• _Фрагмент_
+ + + + + + +

Эмоциональные источники предрассудков
Хотя предрассудки есть порождение социальных ситуаций, эмоциональные факторы нередко тоже подливают масла в огонь: фрустрация способна подпитывать предрассудок подобно тому, как это делают такие личностные факторы, как потребность в статусе и тенденции к авторитаризму.
Фрустрация и агрессия: теория «козла отпущения»
Как станет ясно из главы 10, боль и фрустрация (невозможность достичь цели) нередко порождают враждебность. Когда источник фрустрации нам недоступен или неизвестен, мы направляем свою враждебность на другие объекты. Возможно, что этот феномен «смещенной агрессии» внес свой вклад в линчевание афроамериканцев на Юге после окончания Гражданской войны. В период между 1882 и 1930 г. наибольшее количество линчеваний приходится на те годы, когда были низкие цены на хлопок, а потому, как полагают, уровень экономической фрустрации был высок (Hepwotth & West, 1988; Hovland & Sears, 1940). В последние десятилетия не просматривается связи между изменениями уровня безработицы и количеством актов агрессии (Green et al., 1998). Тем не менее, когда жизненный уровень поднимается, общество более благосклонно воспринимает этническое разнообразие и антидискриминационные законы (Frank, 1999). Когда экономика на подъеме, разные этносы сосуществуют мирно.

+ + + + + + +

• _Задание 1_
Выведите дословно отрывок фрагмента о предрассудках, начиная со слов «Эмоциональные источники предрассудков» и до слов «тенденции к авторитаризму.» включительно.
• _Задание 2_
Согласно фрагменту о предрассудках, на какие годы периода между 1882 и 1930 г. приходится наибольшее количество линчеваний?

+ + + + + + +

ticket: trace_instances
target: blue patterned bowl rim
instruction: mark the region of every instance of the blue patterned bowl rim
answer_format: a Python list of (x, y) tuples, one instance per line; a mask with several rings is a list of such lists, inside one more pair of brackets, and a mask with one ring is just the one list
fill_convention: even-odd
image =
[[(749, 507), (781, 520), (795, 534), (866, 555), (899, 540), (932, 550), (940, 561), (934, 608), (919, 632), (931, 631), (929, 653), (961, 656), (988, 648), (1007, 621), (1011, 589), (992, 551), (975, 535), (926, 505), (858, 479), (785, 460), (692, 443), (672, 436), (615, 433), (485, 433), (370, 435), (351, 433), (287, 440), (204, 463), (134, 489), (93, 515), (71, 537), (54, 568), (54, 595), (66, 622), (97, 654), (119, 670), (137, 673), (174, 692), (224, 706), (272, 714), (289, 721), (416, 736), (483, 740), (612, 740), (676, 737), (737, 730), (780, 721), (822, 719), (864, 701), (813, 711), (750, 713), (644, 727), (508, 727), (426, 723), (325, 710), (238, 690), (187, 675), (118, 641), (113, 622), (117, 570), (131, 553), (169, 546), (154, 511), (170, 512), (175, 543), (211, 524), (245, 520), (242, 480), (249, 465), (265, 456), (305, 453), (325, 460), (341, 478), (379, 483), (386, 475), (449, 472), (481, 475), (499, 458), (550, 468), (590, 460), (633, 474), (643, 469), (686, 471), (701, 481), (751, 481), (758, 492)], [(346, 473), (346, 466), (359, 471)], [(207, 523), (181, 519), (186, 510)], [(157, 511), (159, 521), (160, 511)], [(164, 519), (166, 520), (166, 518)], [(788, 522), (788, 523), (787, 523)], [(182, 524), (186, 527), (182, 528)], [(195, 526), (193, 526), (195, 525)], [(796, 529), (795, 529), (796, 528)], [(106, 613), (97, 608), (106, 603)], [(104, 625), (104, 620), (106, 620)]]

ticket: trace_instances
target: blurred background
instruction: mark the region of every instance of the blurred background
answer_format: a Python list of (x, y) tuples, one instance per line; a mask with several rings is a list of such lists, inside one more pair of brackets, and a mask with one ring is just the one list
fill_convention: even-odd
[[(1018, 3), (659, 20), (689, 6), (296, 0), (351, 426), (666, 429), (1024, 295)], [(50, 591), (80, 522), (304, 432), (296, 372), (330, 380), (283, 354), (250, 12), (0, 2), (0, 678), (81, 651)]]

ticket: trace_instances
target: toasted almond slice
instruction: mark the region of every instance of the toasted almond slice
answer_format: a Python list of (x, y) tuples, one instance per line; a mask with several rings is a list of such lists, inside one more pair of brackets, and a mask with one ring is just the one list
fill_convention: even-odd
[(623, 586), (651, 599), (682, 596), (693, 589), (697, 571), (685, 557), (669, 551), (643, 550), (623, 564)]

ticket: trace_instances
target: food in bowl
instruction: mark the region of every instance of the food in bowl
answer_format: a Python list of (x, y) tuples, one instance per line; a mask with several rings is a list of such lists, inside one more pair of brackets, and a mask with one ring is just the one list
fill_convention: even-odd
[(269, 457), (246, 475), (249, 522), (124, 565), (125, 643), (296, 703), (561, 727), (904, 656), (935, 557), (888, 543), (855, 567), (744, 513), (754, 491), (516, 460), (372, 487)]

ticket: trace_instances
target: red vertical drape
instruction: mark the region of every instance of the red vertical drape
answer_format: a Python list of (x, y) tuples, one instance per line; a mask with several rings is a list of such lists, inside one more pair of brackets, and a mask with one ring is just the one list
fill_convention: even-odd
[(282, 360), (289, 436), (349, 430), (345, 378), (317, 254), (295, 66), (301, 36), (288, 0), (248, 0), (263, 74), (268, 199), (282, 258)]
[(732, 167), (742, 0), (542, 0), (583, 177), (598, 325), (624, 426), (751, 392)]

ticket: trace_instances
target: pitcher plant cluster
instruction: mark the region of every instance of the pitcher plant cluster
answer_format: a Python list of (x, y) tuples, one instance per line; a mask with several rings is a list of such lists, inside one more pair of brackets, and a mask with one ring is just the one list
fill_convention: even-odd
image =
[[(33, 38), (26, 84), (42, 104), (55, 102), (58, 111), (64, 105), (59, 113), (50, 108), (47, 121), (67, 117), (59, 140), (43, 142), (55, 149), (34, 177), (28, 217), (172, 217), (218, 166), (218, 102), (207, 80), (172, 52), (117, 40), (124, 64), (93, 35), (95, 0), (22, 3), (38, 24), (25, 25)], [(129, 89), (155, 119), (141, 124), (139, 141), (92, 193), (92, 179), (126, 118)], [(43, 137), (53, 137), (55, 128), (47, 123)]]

+ + + + + + +

• _Полный ответ 1_
Эмоциональные источники предрассудков
Хотя предрассудки есть порождение социальных ситуаций, эмоциональные факторы нередко тоже подливают масла в огонь: фрустрация способна подпитывать предрассудок подобно тому, как это делают такие личностные факторы, как потребность в статусе и тенденции к авторитаризму.

• _Полный ответ 2_
На годы, когда цены на хлопок были низкими.